Dataset entries
┄┄┄┄┄┄┄┄┄┄┄┄┄┄┄┄┄┄┄┄

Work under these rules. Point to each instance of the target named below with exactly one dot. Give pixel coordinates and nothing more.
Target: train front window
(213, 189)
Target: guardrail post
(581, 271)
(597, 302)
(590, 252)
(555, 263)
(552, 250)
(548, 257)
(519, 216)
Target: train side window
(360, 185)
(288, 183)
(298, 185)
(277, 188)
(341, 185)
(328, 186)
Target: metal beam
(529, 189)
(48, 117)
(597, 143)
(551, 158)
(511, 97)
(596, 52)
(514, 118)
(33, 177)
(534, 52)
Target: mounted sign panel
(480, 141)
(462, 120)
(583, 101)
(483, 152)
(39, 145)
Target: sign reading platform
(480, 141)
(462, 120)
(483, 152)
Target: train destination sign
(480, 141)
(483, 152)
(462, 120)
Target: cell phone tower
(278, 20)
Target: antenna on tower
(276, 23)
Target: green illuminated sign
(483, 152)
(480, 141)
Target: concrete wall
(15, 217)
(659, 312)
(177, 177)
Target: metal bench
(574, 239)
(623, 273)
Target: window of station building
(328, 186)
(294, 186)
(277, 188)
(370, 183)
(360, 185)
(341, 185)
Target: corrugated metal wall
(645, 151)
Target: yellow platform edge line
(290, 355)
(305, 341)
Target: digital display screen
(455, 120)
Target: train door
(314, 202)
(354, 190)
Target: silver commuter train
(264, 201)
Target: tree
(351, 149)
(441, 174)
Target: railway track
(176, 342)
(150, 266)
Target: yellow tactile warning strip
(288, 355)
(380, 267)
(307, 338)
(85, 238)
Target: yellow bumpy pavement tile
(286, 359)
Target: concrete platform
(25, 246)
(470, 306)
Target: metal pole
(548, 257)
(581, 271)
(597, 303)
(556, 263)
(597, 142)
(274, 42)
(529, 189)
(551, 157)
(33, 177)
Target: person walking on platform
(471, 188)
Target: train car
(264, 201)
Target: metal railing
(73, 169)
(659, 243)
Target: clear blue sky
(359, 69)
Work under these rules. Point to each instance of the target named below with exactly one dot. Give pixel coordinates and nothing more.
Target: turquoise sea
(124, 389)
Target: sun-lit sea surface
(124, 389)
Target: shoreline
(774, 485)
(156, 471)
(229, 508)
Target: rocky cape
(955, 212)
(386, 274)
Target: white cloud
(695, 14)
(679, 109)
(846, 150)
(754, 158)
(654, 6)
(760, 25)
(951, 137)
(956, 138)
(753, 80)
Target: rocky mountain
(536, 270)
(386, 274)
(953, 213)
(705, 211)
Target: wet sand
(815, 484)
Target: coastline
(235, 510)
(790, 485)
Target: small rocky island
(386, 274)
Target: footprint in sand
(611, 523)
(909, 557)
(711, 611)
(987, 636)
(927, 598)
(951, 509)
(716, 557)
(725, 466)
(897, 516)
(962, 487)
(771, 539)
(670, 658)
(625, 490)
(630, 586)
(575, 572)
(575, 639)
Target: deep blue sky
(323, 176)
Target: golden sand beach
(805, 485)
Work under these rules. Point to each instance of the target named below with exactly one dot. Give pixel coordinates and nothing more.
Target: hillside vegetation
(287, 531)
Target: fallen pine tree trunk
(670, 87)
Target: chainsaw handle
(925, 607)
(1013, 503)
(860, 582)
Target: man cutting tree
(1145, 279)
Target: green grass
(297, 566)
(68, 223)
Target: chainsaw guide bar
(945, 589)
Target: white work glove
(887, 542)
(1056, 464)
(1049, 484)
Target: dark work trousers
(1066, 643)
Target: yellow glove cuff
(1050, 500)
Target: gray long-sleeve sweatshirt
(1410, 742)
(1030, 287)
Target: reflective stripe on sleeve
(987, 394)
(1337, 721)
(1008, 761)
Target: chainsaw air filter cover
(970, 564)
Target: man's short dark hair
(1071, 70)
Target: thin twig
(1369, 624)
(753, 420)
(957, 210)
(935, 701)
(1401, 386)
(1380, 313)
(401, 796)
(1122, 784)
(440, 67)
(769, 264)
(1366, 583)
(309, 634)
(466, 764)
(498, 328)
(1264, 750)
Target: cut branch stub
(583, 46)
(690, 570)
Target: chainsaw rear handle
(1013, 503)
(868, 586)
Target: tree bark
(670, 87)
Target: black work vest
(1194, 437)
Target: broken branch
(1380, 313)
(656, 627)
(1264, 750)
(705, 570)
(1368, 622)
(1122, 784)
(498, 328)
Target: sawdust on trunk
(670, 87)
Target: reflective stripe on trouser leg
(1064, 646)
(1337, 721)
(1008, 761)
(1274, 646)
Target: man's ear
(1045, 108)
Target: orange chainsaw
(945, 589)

┄┄┄┄┄┄┄┄┄┄┄┄┄┄┄┄┄┄┄┄

Copy out each record, keeping every word as it is.

Work under these rules. Point to each instance of the target named below with exactly one dot. Give pixel coordinates and nothing more.
Target: train front window
(213, 189)
Target: guardrail post
(581, 271)
(597, 302)
(590, 252)
(555, 263)
(552, 250)
(548, 257)
(519, 216)
Target: train side window
(360, 185)
(288, 183)
(298, 185)
(277, 188)
(341, 185)
(328, 186)
Target: metal beam
(529, 189)
(48, 117)
(597, 143)
(551, 158)
(511, 97)
(596, 52)
(514, 118)
(33, 177)
(534, 52)
Target: mounted sign panel
(480, 141)
(462, 120)
(583, 101)
(483, 152)
(39, 145)
Target: sign reading platform
(480, 141)
(462, 120)
(483, 152)
Target: train destination sign
(480, 141)
(483, 152)
(462, 120)
Target: cell phone tower
(278, 20)
Target: antenna on tower
(276, 23)
Target: green illuminated sign
(483, 152)
(480, 141)
Target: concrete wall
(15, 217)
(659, 312)
(177, 177)
Target: metal bench
(574, 239)
(623, 273)
Target: window of station building
(328, 186)
(294, 186)
(277, 188)
(370, 183)
(360, 185)
(341, 185)
Target: corrugated metal wall
(645, 151)
Target: yellow platform edge line
(290, 355)
(305, 341)
Target: digital display screen
(455, 120)
Target: train door
(314, 202)
(354, 190)
Target: silver commuter train
(264, 201)
Target: tree
(351, 149)
(441, 174)
Target: railway track
(176, 342)
(150, 266)
Target: yellow tactile warning strip
(288, 355)
(380, 267)
(307, 338)
(85, 238)
Target: yellow bumpy pavement tile
(286, 359)
Target: concrete platform
(25, 246)
(470, 306)
Target: metal pole
(548, 257)
(581, 271)
(597, 303)
(556, 263)
(597, 142)
(274, 42)
(529, 189)
(551, 157)
(33, 177)
Target: person walking on platform
(471, 188)
Target: train car
(264, 201)
Target: metal railing
(73, 169)
(659, 243)
Target: clear blue sky
(359, 69)
Work under these rules. Point to each instance of the target named below with exactly one dot. Give pixel coordinates and nothing more.
Target: turquoise sea
(124, 389)
Target: sun-lit sea surface
(124, 389)
Target: shoreline
(774, 485)
(156, 471)
(229, 508)
Target: rocky cape
(955, 212)
(386, 274)
Target: white cloud
(695, 14)
(679, 109)
(846, 150)
(754, 158)
(654, 6)
(760, 25)
(951, 137)
(956, 138)
(753, 80)
Target: rocky mountain
(536, 270)
(386, 274)
(953, 213)
(705, 211)
Target: wet sand
(815, 484)
Target: coastline
(235, 510)
(790, 485)
Target: small rocky island
(386, 274)
Target: footprint in sand
(611, 523)
(909, 557)
(711, 611)
(987, 636)
(927, 598)
(951, 509)
(716, 557)
(725, 466)
(897, 516)
(962, 487)
(771, 539)
(670, 658)
(625, 490)
(630, 586)
(575, 572)
(575, 639)
Target: deep blue sky
(323, 176)
Target: golden sand beach
(805, 485)
Work under these rules. Point to each instance of the target named below with exactly one dot. Give pixel coordinates and nothing more.
Target: hillside vegetation
(287, 531)
Target: fallen pine tree trunk
(670, 87)
Target: chainsaw handle
(925, 607)
(1013, 503)
(860, 582)
Target: man cutting tree
(1145, 279)
Target: green grass
(297, 566)
(68, 223)
Target: chainsaw guide bar
(945, 589)
Target: white work glove
(887, 542)
(1056, 464)
(1049, 484)
Target: dark work trousers
(1066, 643)
Target: yellow glove cuff
(1050, 500)
Target: gray long-sleeve sweatshirt
(1410, 742)
(1030, 287)
Target: reflective stripe on sleeve
(987, 394)
(1337, 721)
(1008, 761)
Target: chainsaw air filter cover
(970, 564)
Target: man's short dark hair
(1071, 70)
Target: thin twig
(1369, 624)
(753, 420)
(957, 210)
(935, 701)
(1401, 386)
(1380, 313)
(401, 796)
(1122, 784)
(440, 67)
(769, 264)
(1366, 583)
(309, 634)
(466, 764)
(498, 328)
(1264, 750)
Target: cut branch stub
(583, 46)
(690, 570)
Target: chainsaw rear handle
(1013, 503)
(868, 586)
Target: tree bark
(670, 87)
Target: black work vest
(1194, 437)
Target: broken branch
(1380, 313)
(656, 627)
(1264, 750)
(705, 570)
(1368, 622)
(1122, 784)
(498, 328)
Target: sawdust on trunk
(670, 87)
Target: reflective stripe on trouser leg
(1064, 646)
(1337, 721)
(1008, 761)
(1274, 646)
Target: man's ear
(1045, 108)
Target: orange chainsaw
(945, 589)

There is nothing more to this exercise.